Reproduce the passage on French Santo Domingo word for word, from "This is because" to "France must mediate.".

DOCUMENT:
>> begin

This is because of the riches which it produces for the mother country. It is also enormously valuable as a market for French foodstuffs and [is] a stimulant to French trade. The French Part is noteworthy on this account to all students of government. This applies equally to learning the facts about the different areas of this vast state and to understanding the principal points of its administration. . . .
[It is] a Colony whose distance from the mother country prevents it from being particularly like France, but its loss or rescue form one of the great subjects on which France must mediate.
Finally, the scientist, the naturalist, the planter, and many others . . . will enjoy this faithful description of an establishment whose fate can have much influence upon the destinies of France.
It is for these reasons that I am pursuing this project of publication.
The French Part of Santo Domingo forms the western portion of that immense island. The Spaniards occupy the entire eastern part. . . . But the French Part does not, unlike the Spanish Part, offer. . . a length almost equal to its breadth. French Santo Domingo has an irregular shape, produced by a double cause. One is a sinuous boundary line between the two countries. The other factor is the presence of two unequal points of land, or, more accurately, two peninsulas, which extend from the southern and northern edges of the island to run to the west, leaving between them a sort of bay or little gulf.
The mountains of Saint Domingue . . . serve to vary the climate, which depends upon their height, their nearness, and the way in which they are located in reference to the prevailing winds. . . . In general, the French Part or Saint Domingue is warmer and more exposed to droughts than the Spanish Part. The droughts are becoming longer and more frequent. This arises from a greediness which counts the future for nothing. . . . People have cut down the trees which covered the higher points and which summoned the life-giving rains and held onto the abundant dews. There was also a humidity whose beneficial influence was prolonged by the forests.

>> end

PROVIDED INFORMATION:
>> begin

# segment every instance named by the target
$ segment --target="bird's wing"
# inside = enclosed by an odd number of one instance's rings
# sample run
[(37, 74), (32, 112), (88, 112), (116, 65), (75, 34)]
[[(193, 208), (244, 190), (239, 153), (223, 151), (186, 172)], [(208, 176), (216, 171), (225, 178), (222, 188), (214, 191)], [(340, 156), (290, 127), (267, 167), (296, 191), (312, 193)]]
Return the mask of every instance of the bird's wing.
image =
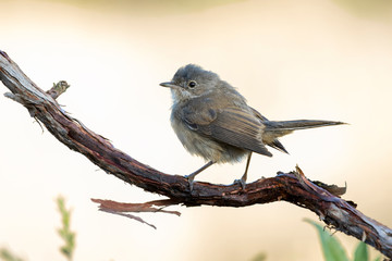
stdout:
[(241, 108), (183, 110), (182, 120), (194, 132), (218, 141), (271, 157), (261, 140), (260, 120)]
[[(255, 113), (255, 115), (261, 120), (261, 122), (268, 122), (268, 119), (265, 117), (264, 115), (261, 115), (261, 113), (259, 113), (257, 110), (255, 110), (253, 108), (250, 108), (250, 109)], [(272, 142), (266, 142), (266, 144), (277, 150), (280, 150), (280, 151), (289, 154), (287, 150), (284, 148), (284, 146), (281, 144), (281, 141), (279, 141), (278, 138), (273, 139)]]

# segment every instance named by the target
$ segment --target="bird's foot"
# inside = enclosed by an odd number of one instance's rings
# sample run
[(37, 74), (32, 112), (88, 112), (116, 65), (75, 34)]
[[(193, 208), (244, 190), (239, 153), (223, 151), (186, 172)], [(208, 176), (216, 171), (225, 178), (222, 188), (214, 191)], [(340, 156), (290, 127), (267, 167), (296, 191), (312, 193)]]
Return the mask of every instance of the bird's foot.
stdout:
[(191, 190), (191, 192), (192, 192), (192, 190), (193, 190), (193, 184), (194, 184), (194, 179), (195, 179), (195, 175), (185, 175), (184, 176), (187, 181), (188, 181), (188, 183), (189, 183), (189, 190)]
[(233, 184), (240, 184), (242, 189), (245, 189), (246, 187), (246, 181), (244, 178), (235, 179)]

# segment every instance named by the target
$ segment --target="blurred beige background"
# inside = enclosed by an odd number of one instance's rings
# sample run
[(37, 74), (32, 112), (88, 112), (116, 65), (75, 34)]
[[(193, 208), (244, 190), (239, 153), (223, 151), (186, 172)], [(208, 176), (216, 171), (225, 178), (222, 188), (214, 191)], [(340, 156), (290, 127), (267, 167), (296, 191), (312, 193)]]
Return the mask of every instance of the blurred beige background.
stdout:
[[(282, 138), (290, 156), (255, 156), (249, 182), (291, 171), (344, 185), (346, 199), (392, 226), (392, 13), (390, 1), (0, 1), (0, 49), (41, 88), (66, 79), (64, 109), (135, 159), (185, 175), (204, 162), (169, 123), (159, 83), (197, 63), (238, 87), (273, 120), (323, 119), (347, 126)], [(0, 84), (1, 92), (8, 89)], [(144, 192), (99, 171), (0, 97), (0, 246), (28, 260), (61, 260), (54, 198), (73, 208), (75, 260), (322, 260), (308, 210), (172, 208), (147, 214), (158, 229), (97, 211), (90, 198), (144, 202)], [(198, 179), (230, 184), (245, 162)], [(357, 241), (335, 234), (352, 254)], [(377, 252), (371, 252), (377, 257)]]

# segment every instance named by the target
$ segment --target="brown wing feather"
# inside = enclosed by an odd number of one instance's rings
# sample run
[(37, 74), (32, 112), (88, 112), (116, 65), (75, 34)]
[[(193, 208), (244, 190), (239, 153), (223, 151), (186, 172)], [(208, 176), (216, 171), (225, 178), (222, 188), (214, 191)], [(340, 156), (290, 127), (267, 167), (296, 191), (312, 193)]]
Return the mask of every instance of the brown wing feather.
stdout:
[(262, 124), (253, 113), (241, 108), (218, 111), (210, 108), (183, 114), (183, 121), (194, 132), (221, 142), (271, 157), (261, 141)]

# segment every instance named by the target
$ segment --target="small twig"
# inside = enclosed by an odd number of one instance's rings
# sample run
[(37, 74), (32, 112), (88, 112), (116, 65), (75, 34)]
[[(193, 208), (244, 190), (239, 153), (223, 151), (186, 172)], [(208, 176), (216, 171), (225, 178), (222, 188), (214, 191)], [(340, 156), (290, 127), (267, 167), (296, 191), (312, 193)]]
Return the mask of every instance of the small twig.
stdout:
[(168, 175), (143, 164), (115, 149), (106, 138), (86, 128), (64, 112), (56, 100), (38, 88), (7, 55), (0, 51), (0, 79), (19, 97), (46, 128), (62, 144), (87, 157), (105, 172), (138, 186), (146, 191), (167, 196), (170, 201), (187, 207), (208, 204), (245, 207), (284, 200), (315, 212), (330, 225), (392, 258), (392, 231), (357, 211), (350, 202), (307, 181), (299, 170), (247, 184), (223, 186), (195, 183), (189, 191), (183, 176)]

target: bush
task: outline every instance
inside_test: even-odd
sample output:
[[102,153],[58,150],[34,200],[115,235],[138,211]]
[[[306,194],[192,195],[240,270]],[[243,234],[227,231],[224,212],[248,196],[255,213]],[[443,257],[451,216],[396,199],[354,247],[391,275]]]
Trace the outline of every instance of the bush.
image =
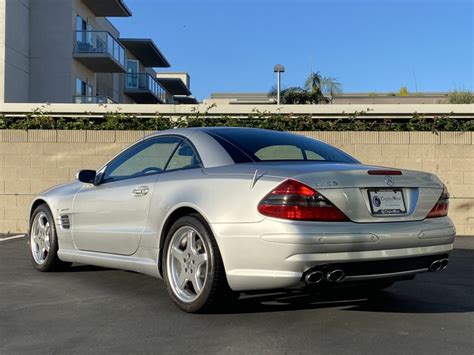
[[[474,118],[454,119],[449,115],[427,118],[414,113],[403,120],[363,117],[355,112],[345,118],[312,118],[311,115],[272,114],[253,111],[242,116],[210,115],[194,112],[181,116],[151,117],[110,112],[99,117],[52,117],[33,112],[22,117],[0,116],[0,129],[65,130],[164,130],[184,127],[234,126],[281,131],[474,131]],[[361,117],[362,116],[362,117]]]
[[471,91],[451,91],[448,94],[450,104],[474,104],[474,95]]

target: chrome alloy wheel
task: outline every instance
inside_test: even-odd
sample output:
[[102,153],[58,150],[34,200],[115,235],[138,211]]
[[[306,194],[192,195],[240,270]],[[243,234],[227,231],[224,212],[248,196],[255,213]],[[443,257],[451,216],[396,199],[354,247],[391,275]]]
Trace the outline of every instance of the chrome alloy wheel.
[[207,281],[208,248],[201,235],[191,226],[179,228],[172,236],[166,256],[168,282],[176,297],[194,302]]
[[53,230],[46,213],[38,213],[33,220],[30,232],[31,253],[38,265],[43,265],[46,262],[51,250],[52,233]]

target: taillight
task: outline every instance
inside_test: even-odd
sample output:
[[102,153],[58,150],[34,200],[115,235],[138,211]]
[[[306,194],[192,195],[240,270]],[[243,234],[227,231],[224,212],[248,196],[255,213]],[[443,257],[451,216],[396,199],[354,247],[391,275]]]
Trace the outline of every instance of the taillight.
[[270,192],[258,205],[268,217],[300,221],[348,221],[344,213],[311,187],[286,180]]
[[448,215],[448,207],[449,207],[449,192],[446,186],[443,186],[443,193],[439,198],[436,205],[431,209],[430,213],[426,218],[436,218],[436,217],[445,217]]

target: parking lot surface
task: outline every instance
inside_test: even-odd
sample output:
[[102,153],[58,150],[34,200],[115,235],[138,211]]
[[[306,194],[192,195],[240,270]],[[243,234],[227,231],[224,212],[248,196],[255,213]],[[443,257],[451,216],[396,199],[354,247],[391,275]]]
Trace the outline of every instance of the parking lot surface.
[[446,271],[366,298],[244,295],[225,312],[179,311],[161,280],[90,266],[40,273],[26,239],[0,242],[0,354],[474,354],[474,239]]

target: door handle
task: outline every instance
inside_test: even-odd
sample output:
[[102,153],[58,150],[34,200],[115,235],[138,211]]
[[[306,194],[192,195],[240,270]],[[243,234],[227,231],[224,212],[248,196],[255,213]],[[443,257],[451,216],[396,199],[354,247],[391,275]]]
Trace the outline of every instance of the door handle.
[[132,195],[135,197],[141,197],[141,196],[145,196],[149,191],[150,191],[150,188],[148,186],[140,186],[133,189]]

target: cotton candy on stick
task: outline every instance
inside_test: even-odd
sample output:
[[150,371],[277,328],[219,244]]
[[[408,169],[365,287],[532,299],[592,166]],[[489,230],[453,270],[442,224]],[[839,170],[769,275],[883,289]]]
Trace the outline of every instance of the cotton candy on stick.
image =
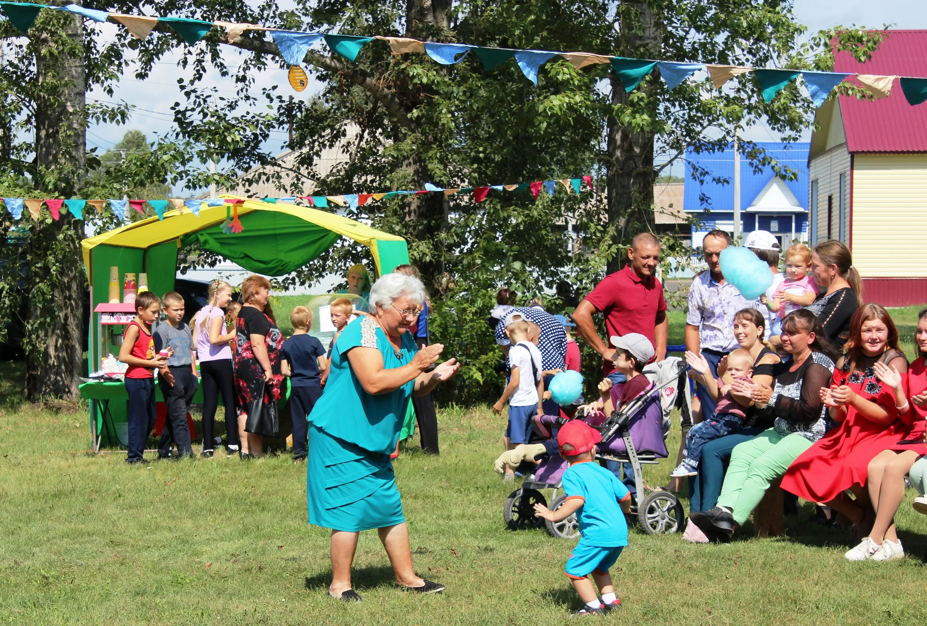
[[748,248],[729,246],[721,250],[721,273],[747,300],[758,298],[772,285],[769,266]]

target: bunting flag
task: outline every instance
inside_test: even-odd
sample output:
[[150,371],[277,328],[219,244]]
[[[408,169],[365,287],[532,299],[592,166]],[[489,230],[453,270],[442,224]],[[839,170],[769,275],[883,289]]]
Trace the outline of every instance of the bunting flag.
[[754,76],[763,91],[765,102],[771,102],[776,94],[782,91],[800,73],[797,69],[754,69]]
[[827,100],[833,88],[843,82],[844,79],[849,76],[835,71],[803,71],[802,80],[805,81],[805,88],[808,90],[811,102],[815,106],[820,106]]
[[6,206],[9,214],[13,216],[13,219],[22,218],[22,198],[4,198],[3,203]]
[[901,91],[905,94],[905,99],[911,106],[920,105],[927,100],[927,79],[901,79]]
[[280,50],[280,56],[288,65],[301,64],[310,47],[323,37],[321,32],[298,31],[271,31],[271,34]]
[[52,214],[52,219],[55,221],[57,221],[61,218],[62,204],[64,204],[64,200],[45,198],[45,207],[48,207],[49,212]]
[[741,74],[746,74],[752,68],[743,68],[736,65],[705,65],[708,69],[708,76],[716,89],[720,89],[724,83]]
[[667,83],[667,89],[670,91],[679,87],[683,81],[699,69],[705,69],[701,63],[671,63],[669,61],[660,61],[656,67],[660,70],[663,81]]
[[618,80],[625,86],[625,91],[630,93],[641,84],[643,77],[654,71],[656,61],[643,61],[640,58],[612,57],[612,69],[618,75]]
[[857,74],[857,80],[862,83],[863,89],[872,94],[873,100],[888,97],[892,93],[892,83],[897,76],[881,76],[879,74]]
[[155,209],[155,213],[158,215],[159,219],[164,219],[164,211],[168,208],[167,200],[148,200],[148,204],[151,205],[151,208]]
[[83,207],[87,206],[86,200],[65,200],[64,204],[75,219],[83,219]]

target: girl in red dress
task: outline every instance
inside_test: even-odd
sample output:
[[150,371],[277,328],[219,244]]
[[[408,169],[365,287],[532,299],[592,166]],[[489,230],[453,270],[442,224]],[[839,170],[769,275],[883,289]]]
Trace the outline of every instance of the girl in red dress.
[[[924,444],[924,431],[927,430],[927,421],[924,420],[927,419],[927,308],[918,314],[914,344],[918,358],[908,370],[908,397],[911,405],[908,415],[913,420],[913,428],[903,440],[888,446],[869,465],[867,486],[875,507],[875,523],[869,536],[863,538],[865,549],[859,552],[870,555],[874,561],[895,560],[905,556],[895,529],[895,513],[905,497],[905,474],[910,471],[919,458],[927,455],[927,445]],[[876,364],[877,369],[880,366],[884,369],[883,365]],[[895,382],[894,372],[884,372],[884,375],[890,376]]]
[[[859,536],[869,533],[865,526],[874,517],[863,489],[869,463],[910,432],[913,418],[904,391],[908,361],[888,312],[875,304],[860,307],[850,320],[845,347],[831,387],[820,390],[838,426],[794,460],[782,478],[782,489],[843,513]],[[879,363],[884,367],[877,370]],[[895,382],[897,388],[892,384]],[[856,501],[844,495],[846,489]],[[861,503],[867,503],[865,508]]]

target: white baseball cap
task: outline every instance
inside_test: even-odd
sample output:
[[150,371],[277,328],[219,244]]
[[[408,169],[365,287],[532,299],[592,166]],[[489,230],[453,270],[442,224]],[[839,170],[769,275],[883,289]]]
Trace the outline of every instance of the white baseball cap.
[[781,244],[779,243],[779,237],[768,231],[754,231],[743,240],[743,247],[776,252],[782,249]]

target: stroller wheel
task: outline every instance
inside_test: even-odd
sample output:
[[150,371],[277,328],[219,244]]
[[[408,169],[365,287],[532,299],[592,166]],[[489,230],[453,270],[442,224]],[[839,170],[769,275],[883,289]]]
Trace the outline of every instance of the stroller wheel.
[[502,519],[513,531],[523,528],[540,528],[544,525],[543,518],[534,515],[534,505],[540,503],[547,506],[547,498],[537,489],[515,489],[509,494],[502,505]]
[[[551,510],[557,510],[564,506],[565,502],[566,502],[566,494],[561,494],[553,498],[553,502],[550,507]],[[556,537],[557,539],[576,539],[579,536],[579,521],[577,520],[576,513],[561,521],[547,521],[545,520],[544,524],[547,526],[547,532],[551,533],[552,537]]]
[[647,534],[663,534],[682,530],[684,511],[675,494],[656,491],[638,505],[638,521]]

>> end

SOLUTION BELOW:
This is because of the riches which it produces for the mother country. It is also enormously valuable as a market for French foodstuffs and [is] a stimulant to French trade. The French Part is noteworthy on this account to all students of government. This applies equally to learning the facts about the different areas of this vast state and to understanding the principal points of its administration. . . .
[It is] a Colony whose distance from the mother country prevents it from being particularly like France, but its loss or rescue form one of the great subjects on which France must mediate.